*WHAT IS REQUIRED*. The response must contain all of the entries, each one repeated exactly.

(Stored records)
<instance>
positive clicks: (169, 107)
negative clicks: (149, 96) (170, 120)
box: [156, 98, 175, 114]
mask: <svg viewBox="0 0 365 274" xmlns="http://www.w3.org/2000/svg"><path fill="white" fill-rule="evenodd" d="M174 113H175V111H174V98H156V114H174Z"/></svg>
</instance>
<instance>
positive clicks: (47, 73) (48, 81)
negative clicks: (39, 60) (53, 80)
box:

*EXERCISE OUTPUT*.
<instance>
positive clicks: (169, 107)
negative clicks: (149, 96) (170, 120)
box: [156, 98, 175, 114]
mask: <svg viewBox="0 0 365 274" xmlns="http://www.w3.org/2000/svg"><path fill="white" fill-rule="evenodd" d="M174 113H175V111H174V98H156V114H174Z"/></svg>
</instance>
<instance>
positive clicks: (47, 73) (48, 81)
negative clicks: (39, 60) (53, 80)
box:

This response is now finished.